* Task material *
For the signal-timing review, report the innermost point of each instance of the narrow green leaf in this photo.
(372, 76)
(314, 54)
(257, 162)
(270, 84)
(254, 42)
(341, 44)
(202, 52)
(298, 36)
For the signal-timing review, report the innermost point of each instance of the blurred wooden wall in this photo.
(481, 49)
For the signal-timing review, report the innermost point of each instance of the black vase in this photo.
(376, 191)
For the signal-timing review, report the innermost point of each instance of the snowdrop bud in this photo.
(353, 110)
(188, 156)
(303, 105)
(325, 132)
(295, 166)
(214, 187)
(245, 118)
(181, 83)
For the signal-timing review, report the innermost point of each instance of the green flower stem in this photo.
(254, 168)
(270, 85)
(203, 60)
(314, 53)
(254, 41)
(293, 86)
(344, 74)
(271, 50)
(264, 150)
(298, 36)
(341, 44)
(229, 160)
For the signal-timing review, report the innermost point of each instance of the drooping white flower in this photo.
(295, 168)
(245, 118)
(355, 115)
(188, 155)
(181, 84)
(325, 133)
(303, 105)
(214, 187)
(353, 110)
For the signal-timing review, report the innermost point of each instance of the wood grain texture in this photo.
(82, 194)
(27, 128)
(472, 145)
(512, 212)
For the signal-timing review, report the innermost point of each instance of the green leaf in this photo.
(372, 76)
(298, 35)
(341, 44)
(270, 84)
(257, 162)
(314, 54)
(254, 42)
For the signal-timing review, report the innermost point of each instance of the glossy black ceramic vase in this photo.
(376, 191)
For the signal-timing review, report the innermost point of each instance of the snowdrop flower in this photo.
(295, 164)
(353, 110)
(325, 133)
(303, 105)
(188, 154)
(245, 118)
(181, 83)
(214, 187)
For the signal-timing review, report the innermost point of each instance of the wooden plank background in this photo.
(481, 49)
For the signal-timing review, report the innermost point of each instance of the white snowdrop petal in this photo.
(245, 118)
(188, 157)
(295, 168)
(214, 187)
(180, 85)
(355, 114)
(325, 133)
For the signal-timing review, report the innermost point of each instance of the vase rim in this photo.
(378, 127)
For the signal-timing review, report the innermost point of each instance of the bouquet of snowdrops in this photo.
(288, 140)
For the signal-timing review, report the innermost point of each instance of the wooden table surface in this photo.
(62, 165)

* * *

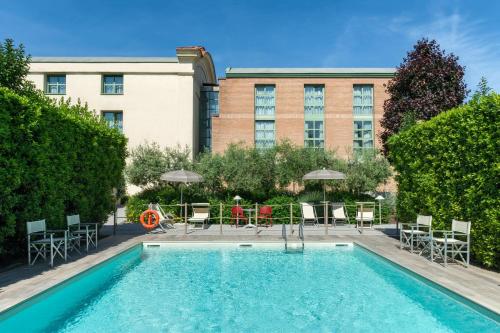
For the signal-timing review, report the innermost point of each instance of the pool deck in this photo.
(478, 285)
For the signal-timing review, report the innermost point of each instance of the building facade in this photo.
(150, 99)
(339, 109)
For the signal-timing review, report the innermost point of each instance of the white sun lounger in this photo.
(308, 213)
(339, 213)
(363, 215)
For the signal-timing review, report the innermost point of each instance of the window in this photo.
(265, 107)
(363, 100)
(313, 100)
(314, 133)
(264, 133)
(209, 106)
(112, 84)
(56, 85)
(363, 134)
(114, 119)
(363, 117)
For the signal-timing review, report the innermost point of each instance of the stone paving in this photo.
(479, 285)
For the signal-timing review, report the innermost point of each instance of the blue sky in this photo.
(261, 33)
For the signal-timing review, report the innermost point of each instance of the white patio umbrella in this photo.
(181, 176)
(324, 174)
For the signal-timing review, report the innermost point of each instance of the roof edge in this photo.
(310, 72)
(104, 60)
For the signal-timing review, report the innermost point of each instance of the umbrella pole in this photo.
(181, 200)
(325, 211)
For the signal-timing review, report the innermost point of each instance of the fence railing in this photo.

* Exercise aim *
Rewrite the rows beginning at the line containing "pole in this photo." and stopping after the line containing "railing in this photo.", swapping "innermost point" for "central point" and leaving everything else untouched.

* Task response *
For the signal-timing review, report the central point of each instance of the umbrella pole in this photo.
(181, 200)
(325, 211)
For the signal-timing review, report the central point of each instance of the fence railing in this photo.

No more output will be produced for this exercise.